| Problem statement |
Treat the line containing "Given the photograph above, point out the dry brown" as the first line and the final line of the material below as the last; reproduce that range exactly.

## begin Dataset

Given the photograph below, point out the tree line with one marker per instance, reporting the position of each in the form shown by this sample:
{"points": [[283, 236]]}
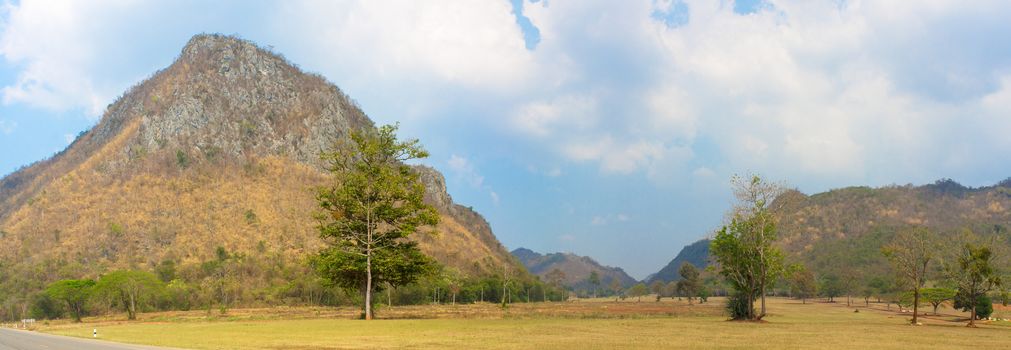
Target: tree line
{"points": [[924, 269]]}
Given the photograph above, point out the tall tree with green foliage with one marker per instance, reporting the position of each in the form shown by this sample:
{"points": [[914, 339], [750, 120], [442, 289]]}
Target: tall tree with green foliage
{"points": [[743, 250], [374, 202], [975, 275], [690, 285], [594, 280], [911, 252], [74, 292], [831, 286], [131, 289]]}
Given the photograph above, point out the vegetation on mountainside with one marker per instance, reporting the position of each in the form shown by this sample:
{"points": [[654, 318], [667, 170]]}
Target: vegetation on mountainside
{"points": [[574, 270], [696, 254], [218, 153]]}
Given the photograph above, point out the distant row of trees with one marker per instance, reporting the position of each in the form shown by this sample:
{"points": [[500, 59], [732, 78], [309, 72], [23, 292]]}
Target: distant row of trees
{"points": [[963, 271]]}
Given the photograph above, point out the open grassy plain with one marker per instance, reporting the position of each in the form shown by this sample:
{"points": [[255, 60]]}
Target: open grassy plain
{"points": [[596, 324]]}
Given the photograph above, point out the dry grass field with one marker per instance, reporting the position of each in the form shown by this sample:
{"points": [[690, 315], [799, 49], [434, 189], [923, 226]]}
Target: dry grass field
{"points": [[583, 325]]}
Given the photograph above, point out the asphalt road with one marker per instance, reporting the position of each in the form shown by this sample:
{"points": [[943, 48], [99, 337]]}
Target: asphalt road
{"points": [[26, 340]]}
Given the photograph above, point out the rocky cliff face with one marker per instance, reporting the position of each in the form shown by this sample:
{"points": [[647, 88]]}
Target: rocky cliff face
{"points": [[219, 149]]}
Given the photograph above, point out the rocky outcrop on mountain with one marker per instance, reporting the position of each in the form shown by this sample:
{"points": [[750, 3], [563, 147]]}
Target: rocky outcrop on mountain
{"points": [[220, 149]]}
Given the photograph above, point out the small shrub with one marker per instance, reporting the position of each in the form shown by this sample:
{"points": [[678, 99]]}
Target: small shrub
{"points": [[181, 159]]}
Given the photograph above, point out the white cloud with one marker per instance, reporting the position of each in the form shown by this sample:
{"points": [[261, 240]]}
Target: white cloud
{"points": [[834, 91], [462, 167], [7, 126], [473, 44], [57, 46]]}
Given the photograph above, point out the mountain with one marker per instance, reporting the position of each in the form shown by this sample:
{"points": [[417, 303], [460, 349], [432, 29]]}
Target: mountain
{"points": [[220, 149], [576, 268], [842, 231], [696, 254]]}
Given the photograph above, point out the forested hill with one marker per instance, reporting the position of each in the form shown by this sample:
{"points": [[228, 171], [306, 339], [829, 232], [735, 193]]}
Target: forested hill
{"points": [[842, 231], [576, 269], [696, 254], [852, 212], [217, 153]]}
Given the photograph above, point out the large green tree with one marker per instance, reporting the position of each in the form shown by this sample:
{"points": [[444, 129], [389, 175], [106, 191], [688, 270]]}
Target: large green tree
{"points": [[911, 252], [594, 280], [743, 251], [975, 275], [74, 292], [131, 289], [374, 202]]}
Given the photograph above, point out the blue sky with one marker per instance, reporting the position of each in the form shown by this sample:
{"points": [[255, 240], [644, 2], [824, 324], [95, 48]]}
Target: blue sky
{"points": [[608, 128]]}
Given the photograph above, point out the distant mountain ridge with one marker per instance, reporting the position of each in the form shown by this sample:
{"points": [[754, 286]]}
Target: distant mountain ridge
{"points": [[697, 254], [576, 268], [844, 229]]}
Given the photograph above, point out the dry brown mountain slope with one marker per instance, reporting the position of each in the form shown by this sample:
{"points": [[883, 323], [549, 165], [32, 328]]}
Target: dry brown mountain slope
{"points": [[219, 149]]}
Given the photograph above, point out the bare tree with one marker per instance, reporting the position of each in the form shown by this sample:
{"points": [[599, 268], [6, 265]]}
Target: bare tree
{"points": [[911, 252]]}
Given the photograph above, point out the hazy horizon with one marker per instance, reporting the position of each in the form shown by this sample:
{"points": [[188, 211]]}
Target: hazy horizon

## end Dataset

| Task response |
Given the photograph above, point out the dry brown mountain slope with one marker per instance, reporting the position of each in the form shown by this sample:
{"points": [[883, 323], [549, 165], [32, 328]]}
Target: dry brown mountain slope
{"points": [[219, 149]]}
Given the photograph above, point out the bare tree with one marker per instance, reporting the position of each in the form shown by this sample:
{"points": [[599, 268], [6, 265]]}
Target: bare tree
{"points": [[911, 252]]}
Given the photograph above, point out the hazy horizon with one marker per instance, reporting the position of each in the form shown by this sample:
{"points": [[188, 211]]}
Target: hazy horizon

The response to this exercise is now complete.